Une étude rendue publique le 23 janvier dernier ne présente rien d’encourageant pour les Inuits alors qu’on a établi que leur espérance de vie se situait seulement à 66,9 ans en 2001, une légère baisse par rapport à la moyenne de 67,8 ans enregistrée en 1991.
Lors de cette même période, l’espérance de vie du reste de la population canadienne augmentait de près deux ans pour se situer à 79,5 ans. Il existe donc désormais un écart de plus de douze ans entre les deux catégories.
Comme les données pour les régions où vivent une forte concentration d’Inuits ne font pas la distinction entre l’espérance de vie des Inuits et celle de la population non inuite, les résultats sont encore plus accablants lorsqu’on retire de la moyenne la population non inuite. Après le nouveau calcul, l’espérance de vie des Inuits diminue à 64,2 ans, représentant alors un écart de 15 ans avec le reste de la population. C’est au niveau comparable à ce qu’on retrouve dans certains pays en voie de développement comme la République Dominicaine, le Guatemala ou le Bangladesh.
La région désigné des Inuvialuit, qui inclut les communautés ténoises d’Inuvik, Aklavik, Tuktoyaktuk, Tsiigehtchic, Sachs Harbour et Holman, est l’endroit avec la plus haute espérance de vie à 70,2 ans. Suivent dans l’ordre le Nunavut (68,2 ans), le Nunatsiavut (65,3 ans) et le Nunavik (62,8 ans). 81 % des 45 000 Inuits comptabilisés dans le recensement de 2001 vivent dans ces quatre régions.
« C’est la première fois depuis bon nombre d’années qu’on a pu avoir des résultats précis », note Philippe Finès, l’un des auteurs de l’étude. Il précise qu’une approche fondée sur des données géographiques était nécessaire pour obtenir des résultats en l’absence d’identificateurs sur les Autochtones dans les enregistrements de décès au Canada. Il ajoute que l’étude s’est concentrée sur les communautés nordiques où l’on retrouve au moins 33 % d’Inuits.
M. Finès n’a pas voulu avancer de raisons qui expliquent ce grand décalage, mais il signale qu’un deuxième volet à cette étude sera entrepris dans les prochains mois et se penchera sur les causes de mortalité chez les Inuits. Il dit qu’il sera alors plus facile de tomber dans l’analyse des chiffres.
Des données qui choquent
La présidente de l’Inuit Tapiriit Kanatami (ITK), Mary Simon, s’est dit choquée par les résultats de cette étude, même si elle admet être informé de ce déséquilibre à propos de l’espérance de vie depuis longtemps. Elle est convaincue que les instances décisionnelles, surtout à Ottawa, ne peuvent plus ignorer les revendications des représentants inuits qui demandent l’établissement de programmes dans les secteurs de la santé et du logement.

## Consignes d'exercice
[a] Répondez, d'après l'article sur l'espérance de vie des Inuits, aux questions suivantes :
(i) Quelle espérance de vie des Inuits a-t-on établie pour 2001 ?
(ii) Quelle région affiche la plus haute espérance de vie, et à combien d'années ?
(iii) Sur quelles communautés l'étude s'est-elle concentrée ?
[b] Traduisez en anglais cette phrase de l'article sur l'espérance de vie des Inuits : « Il existe donc désormais un écart de plus de douze ans entre les deux catégories. »
[c] Reprenez l'article sur l'espérance de vie des Inuits à la suite de sa dernière phrase.

## Jeu de lignes
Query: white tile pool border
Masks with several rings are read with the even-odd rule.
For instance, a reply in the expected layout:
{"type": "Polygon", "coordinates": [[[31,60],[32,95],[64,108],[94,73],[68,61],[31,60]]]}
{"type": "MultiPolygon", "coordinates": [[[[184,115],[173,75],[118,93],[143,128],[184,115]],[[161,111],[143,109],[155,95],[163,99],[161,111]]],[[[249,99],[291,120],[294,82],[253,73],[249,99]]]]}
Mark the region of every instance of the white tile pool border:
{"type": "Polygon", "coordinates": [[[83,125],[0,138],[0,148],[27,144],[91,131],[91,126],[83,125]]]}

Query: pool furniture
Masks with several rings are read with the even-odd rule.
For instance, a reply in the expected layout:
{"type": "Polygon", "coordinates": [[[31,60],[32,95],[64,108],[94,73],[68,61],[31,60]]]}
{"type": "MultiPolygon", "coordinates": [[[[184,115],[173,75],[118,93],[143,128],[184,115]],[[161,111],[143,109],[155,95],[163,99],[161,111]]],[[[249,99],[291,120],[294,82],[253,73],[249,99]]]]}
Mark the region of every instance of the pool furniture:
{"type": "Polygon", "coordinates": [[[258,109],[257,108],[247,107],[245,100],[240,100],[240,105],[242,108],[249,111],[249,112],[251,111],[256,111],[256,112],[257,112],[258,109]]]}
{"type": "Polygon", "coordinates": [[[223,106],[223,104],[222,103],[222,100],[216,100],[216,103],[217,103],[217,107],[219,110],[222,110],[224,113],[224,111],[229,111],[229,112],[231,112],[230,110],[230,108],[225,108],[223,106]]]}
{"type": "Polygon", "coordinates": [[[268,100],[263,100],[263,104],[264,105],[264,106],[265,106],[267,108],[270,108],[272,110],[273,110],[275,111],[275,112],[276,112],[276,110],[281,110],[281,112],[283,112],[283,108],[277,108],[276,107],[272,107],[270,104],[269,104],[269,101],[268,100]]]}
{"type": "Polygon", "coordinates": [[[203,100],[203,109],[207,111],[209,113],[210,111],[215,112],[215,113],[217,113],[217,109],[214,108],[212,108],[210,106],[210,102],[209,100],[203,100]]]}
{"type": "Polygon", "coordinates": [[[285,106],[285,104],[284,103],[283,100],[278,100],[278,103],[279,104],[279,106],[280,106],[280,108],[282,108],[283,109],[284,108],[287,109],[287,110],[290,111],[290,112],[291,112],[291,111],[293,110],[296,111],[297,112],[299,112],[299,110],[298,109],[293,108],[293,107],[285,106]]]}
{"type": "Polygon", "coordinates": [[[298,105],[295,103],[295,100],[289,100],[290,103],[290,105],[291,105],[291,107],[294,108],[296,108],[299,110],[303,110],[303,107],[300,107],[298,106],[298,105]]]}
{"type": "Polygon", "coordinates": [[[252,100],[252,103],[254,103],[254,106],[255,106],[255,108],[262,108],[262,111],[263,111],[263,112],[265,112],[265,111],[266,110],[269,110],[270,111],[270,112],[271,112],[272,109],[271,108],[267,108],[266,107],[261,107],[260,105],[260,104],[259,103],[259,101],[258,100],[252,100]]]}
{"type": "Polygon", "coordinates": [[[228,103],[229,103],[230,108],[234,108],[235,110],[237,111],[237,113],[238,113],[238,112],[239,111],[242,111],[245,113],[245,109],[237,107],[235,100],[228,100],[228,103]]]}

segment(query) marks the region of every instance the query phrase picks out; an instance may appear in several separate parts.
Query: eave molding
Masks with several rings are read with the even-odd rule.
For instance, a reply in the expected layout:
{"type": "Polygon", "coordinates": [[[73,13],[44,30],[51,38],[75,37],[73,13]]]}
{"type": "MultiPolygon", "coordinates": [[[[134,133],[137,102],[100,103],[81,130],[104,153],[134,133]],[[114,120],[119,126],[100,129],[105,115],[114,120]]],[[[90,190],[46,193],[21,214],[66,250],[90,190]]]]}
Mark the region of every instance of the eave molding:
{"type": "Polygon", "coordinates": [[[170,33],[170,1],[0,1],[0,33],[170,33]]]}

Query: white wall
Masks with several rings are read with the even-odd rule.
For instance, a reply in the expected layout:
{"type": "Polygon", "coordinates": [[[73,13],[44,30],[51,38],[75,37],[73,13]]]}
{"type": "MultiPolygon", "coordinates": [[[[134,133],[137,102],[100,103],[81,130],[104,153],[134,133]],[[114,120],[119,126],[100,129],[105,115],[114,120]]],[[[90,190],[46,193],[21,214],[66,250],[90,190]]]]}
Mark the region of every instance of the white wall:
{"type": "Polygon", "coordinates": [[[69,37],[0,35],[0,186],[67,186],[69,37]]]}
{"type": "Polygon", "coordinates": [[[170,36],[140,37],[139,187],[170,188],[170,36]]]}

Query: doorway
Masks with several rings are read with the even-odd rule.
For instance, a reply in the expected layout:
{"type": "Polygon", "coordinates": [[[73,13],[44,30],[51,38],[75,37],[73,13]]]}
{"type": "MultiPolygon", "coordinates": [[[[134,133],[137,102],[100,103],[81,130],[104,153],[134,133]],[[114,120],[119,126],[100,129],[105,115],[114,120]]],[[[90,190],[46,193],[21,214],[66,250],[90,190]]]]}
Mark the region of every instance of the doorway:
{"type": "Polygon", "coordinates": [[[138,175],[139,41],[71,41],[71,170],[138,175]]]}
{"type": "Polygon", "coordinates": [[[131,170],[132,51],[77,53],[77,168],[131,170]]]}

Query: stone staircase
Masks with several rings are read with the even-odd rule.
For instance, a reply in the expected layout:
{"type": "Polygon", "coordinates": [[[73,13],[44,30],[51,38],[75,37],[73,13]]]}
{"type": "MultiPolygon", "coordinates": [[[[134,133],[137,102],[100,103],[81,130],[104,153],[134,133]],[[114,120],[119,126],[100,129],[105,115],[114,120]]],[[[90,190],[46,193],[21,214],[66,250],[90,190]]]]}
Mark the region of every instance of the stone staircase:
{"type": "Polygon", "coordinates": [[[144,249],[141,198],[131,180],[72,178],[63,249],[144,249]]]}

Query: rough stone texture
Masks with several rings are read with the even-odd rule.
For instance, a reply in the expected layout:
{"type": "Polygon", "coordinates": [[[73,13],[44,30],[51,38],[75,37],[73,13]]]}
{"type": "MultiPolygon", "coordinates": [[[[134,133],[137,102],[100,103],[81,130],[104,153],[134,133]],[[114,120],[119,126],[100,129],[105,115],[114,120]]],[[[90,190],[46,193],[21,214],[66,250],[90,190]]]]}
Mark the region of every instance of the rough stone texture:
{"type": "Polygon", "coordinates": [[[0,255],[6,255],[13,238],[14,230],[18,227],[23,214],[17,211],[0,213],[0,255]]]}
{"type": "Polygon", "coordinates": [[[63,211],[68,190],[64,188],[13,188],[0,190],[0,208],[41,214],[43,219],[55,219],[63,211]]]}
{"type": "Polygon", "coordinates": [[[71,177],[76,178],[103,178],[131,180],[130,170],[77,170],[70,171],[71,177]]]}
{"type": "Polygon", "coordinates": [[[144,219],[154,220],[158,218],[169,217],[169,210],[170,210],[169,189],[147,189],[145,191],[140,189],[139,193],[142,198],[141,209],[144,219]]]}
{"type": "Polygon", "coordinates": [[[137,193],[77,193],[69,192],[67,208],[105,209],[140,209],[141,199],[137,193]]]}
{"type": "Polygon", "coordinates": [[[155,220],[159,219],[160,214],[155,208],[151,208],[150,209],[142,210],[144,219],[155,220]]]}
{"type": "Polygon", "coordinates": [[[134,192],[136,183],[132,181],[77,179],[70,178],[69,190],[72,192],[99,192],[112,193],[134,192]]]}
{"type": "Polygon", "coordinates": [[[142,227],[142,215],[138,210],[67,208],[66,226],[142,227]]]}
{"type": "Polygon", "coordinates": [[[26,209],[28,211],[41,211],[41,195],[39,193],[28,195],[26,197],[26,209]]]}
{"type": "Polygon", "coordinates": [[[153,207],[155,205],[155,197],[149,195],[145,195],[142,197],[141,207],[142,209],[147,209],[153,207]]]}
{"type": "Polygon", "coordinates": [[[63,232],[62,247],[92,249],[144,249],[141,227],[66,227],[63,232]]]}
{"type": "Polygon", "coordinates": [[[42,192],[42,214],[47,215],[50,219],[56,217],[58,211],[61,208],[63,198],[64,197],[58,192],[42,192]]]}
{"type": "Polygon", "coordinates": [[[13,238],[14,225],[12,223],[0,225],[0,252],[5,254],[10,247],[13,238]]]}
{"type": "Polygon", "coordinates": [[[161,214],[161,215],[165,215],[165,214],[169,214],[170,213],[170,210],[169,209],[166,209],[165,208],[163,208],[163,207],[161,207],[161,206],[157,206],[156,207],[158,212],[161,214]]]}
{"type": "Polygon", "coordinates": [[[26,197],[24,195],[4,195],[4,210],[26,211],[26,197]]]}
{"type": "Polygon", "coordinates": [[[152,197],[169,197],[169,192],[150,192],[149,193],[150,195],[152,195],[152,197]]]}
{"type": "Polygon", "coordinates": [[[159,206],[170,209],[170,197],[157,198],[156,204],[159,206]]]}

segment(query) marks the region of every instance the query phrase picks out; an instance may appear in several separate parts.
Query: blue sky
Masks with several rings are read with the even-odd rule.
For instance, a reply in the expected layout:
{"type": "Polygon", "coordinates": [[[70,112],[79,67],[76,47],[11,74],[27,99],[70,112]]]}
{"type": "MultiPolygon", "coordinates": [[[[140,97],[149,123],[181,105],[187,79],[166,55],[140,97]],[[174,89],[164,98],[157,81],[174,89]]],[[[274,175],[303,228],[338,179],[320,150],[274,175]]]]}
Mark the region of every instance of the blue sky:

## Réponses par consigne
[a]
(i) 66,9 ans.
(ii) La région désignée des Inuvialuit, avec 70,2 ans.
(iii) Sur les communautés nordiques où l'on retrouve au moins 33 % d'Inuits.

[b] There is therefore now a gap of more than twelve years between the two categories.

[c]
« Les statistiques parlent d’elles-mêmes. Nous savons que les conditions de vie dans l’Arctique sont très différentes que dans le reste du Canada et nous continuons de presser le gouvernement pour qu’il fasse quelque chose par rapport à nos conditions de vie », a-t-elle déclaré.
Cette nouvelle étude constitue donc une munition de plus pour l’ITK dans ses pressions face au fédéral. « Ça nous donne une preuve concrète. [Les fonctionnaires] aiment les choses écrites noir sur blanc. Donc, ça leur fournit des chiffres d’autant plus que ça vient de Statistique Canada qui est une institution très crédible », a poursuivi Mme Simon.
Cette dernière affirme que la réponse n’est pas simple pour expliquer la faible espérance de vie chez les Inuits. Évidemment, elle ne cache pas que le taux de suicide très élevé chez les jeunes Inuits pèse pour beaucoup dans la balance. « Les opportunités d’emploi et d’éducation n’existent pas dans plusieurs régions du Nord et les jeunes ne voient aucun espoir », a-t-elle dénoncé.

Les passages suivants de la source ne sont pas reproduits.